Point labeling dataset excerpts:
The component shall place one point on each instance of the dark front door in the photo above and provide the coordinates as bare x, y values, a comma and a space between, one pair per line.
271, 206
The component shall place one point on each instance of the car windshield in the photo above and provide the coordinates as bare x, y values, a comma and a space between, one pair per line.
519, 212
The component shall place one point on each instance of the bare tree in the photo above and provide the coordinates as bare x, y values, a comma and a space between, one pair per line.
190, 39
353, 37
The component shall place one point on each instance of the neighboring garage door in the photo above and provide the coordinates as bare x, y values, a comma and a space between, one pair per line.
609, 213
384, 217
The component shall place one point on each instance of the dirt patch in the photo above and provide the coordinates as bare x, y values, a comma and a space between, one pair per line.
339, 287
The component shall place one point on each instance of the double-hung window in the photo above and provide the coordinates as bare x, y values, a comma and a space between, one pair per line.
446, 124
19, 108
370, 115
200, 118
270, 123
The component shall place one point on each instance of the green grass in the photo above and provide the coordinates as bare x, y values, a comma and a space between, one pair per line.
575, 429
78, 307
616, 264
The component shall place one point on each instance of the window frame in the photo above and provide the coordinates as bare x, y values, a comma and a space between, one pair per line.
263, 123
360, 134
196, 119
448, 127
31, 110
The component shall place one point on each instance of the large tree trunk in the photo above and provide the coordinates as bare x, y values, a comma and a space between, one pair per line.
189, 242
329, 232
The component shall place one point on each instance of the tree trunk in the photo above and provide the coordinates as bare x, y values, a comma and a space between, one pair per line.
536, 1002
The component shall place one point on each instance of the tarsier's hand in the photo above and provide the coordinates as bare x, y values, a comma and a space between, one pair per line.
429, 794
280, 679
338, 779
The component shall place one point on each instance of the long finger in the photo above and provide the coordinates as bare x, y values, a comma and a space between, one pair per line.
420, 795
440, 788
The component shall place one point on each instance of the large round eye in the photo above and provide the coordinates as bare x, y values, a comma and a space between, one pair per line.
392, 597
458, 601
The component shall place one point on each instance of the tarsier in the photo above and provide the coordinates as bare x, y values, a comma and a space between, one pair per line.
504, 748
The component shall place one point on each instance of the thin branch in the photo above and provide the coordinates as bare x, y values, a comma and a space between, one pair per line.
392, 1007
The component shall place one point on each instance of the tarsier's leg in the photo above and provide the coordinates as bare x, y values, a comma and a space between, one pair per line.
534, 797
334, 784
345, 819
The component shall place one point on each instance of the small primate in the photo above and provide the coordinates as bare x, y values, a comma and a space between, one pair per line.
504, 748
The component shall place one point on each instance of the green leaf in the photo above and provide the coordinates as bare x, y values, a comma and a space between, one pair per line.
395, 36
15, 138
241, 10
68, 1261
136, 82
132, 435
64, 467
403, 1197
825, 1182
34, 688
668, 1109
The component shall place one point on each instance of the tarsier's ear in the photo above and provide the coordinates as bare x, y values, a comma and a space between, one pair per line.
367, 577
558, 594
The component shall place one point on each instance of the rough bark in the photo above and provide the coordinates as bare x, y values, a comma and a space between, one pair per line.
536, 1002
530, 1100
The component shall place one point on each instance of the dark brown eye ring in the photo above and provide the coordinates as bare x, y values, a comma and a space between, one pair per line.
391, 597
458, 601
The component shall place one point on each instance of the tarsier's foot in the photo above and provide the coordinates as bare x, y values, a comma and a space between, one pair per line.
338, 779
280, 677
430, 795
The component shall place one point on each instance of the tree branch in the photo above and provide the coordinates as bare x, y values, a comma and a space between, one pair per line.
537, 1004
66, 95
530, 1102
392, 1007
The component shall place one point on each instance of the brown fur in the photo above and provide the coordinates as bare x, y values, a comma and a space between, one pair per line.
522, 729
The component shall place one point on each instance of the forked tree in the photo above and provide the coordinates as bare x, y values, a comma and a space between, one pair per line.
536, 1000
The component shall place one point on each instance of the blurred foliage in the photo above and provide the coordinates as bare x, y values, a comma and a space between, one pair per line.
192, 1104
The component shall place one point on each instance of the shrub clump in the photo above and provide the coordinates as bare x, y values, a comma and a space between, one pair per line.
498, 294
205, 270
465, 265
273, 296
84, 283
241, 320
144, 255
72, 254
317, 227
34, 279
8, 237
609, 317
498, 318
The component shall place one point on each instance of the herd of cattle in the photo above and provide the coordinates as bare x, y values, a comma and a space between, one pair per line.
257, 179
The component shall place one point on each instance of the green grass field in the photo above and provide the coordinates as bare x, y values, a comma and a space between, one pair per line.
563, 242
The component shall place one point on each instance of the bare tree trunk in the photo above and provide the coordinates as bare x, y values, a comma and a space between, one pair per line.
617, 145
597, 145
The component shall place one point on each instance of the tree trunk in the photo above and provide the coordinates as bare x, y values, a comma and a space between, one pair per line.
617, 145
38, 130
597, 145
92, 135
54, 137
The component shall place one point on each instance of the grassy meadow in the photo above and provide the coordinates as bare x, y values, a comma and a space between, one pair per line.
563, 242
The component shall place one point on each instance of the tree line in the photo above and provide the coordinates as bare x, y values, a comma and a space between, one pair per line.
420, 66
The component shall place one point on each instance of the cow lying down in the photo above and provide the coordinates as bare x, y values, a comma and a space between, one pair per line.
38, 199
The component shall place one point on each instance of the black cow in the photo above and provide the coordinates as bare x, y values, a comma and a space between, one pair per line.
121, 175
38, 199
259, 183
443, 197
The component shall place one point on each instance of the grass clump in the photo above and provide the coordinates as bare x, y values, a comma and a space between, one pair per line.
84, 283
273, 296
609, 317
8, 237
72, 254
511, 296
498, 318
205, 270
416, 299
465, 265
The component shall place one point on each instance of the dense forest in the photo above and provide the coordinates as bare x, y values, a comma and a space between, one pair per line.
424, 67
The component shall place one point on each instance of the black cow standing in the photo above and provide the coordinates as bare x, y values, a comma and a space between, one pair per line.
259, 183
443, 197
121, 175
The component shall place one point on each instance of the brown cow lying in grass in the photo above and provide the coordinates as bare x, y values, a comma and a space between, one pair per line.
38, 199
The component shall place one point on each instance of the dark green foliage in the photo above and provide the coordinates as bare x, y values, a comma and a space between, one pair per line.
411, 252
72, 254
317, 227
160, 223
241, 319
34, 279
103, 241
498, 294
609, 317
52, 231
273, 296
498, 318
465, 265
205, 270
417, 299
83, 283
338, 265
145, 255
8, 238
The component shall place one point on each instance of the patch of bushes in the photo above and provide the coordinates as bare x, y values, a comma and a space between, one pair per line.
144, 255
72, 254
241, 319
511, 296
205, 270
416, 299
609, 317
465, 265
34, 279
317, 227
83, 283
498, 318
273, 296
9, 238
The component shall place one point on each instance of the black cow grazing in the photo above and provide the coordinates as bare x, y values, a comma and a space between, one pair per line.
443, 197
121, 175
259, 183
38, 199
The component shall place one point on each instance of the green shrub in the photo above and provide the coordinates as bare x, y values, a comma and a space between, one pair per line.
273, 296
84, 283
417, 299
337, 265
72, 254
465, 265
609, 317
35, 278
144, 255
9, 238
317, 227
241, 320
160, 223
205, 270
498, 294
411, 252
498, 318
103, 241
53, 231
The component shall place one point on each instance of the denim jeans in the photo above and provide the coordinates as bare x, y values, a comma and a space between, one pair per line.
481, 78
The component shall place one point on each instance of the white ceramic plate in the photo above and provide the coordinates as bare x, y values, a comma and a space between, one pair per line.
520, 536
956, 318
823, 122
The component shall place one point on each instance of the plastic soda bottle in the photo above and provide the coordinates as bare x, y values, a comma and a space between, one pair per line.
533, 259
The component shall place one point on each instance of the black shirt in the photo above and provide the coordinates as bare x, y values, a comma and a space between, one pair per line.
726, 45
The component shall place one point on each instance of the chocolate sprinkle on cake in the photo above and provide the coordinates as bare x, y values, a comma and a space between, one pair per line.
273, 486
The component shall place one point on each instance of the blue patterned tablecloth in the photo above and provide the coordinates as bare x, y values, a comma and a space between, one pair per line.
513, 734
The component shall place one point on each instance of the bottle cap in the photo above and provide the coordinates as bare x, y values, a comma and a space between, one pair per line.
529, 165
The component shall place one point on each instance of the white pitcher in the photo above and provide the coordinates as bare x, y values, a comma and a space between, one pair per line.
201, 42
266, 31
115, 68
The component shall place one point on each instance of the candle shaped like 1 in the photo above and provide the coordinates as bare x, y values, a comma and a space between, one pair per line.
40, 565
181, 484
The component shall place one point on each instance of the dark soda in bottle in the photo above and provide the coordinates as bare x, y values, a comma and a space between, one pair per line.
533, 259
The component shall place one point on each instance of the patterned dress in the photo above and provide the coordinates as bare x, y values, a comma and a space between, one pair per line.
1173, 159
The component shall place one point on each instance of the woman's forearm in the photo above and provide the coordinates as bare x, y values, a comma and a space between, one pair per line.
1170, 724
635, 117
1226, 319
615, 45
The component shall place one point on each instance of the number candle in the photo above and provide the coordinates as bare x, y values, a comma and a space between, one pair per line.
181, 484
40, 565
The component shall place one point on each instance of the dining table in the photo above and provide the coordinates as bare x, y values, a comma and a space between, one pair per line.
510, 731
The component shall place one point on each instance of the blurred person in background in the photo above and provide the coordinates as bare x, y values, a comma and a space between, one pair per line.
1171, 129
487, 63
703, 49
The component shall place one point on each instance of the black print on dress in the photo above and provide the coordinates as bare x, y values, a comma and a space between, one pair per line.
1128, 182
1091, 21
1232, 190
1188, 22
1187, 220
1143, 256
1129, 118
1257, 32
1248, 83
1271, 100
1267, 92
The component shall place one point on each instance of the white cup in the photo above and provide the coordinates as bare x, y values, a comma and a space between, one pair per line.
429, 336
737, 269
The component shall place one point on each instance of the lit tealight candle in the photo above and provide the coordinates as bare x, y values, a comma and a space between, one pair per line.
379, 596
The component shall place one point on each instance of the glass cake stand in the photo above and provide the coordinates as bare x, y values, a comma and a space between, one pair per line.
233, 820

**Given request:** Return, word for word, each line from the line that contains "the blurred person" to the end of the listing above; include both end lines and nothing else.

**Response for this exercise:**
The component shall place one point on each instance of the blurred person in background in the photo above and provide the coordinates as bare x, y values, a comma and a space between, one pair per line.
1171, 129
487, 63
703, 49
The component shall place one point on each instance of the black print on dress in the photo above and provide the coordinates as bare x, y values, a comma and a space between, one pair per line.
1128, 182
1091, 21
1232, 190
1188, 22
1187, 220
1143, 256
1129, 118
1257, 32
1248, 83
1271, 100
1267, 92
The component shall place one point on each instance of the white cup in the photo above and provide the coordinates as bare x, y values, a comma and a space between, one pair per line.
429, 336
737, 269
The component shall place one point on each instance of the lit tealight candle in the photo above and provide the coordinates as bare x, y values, a comma and a space between, one pair per line.
379, 596
The component shall place one point on each instance of the glass cake stand in the photo above and provide the coordinates as bare x, y values, a comma and a space between, one pair per line.
233, 820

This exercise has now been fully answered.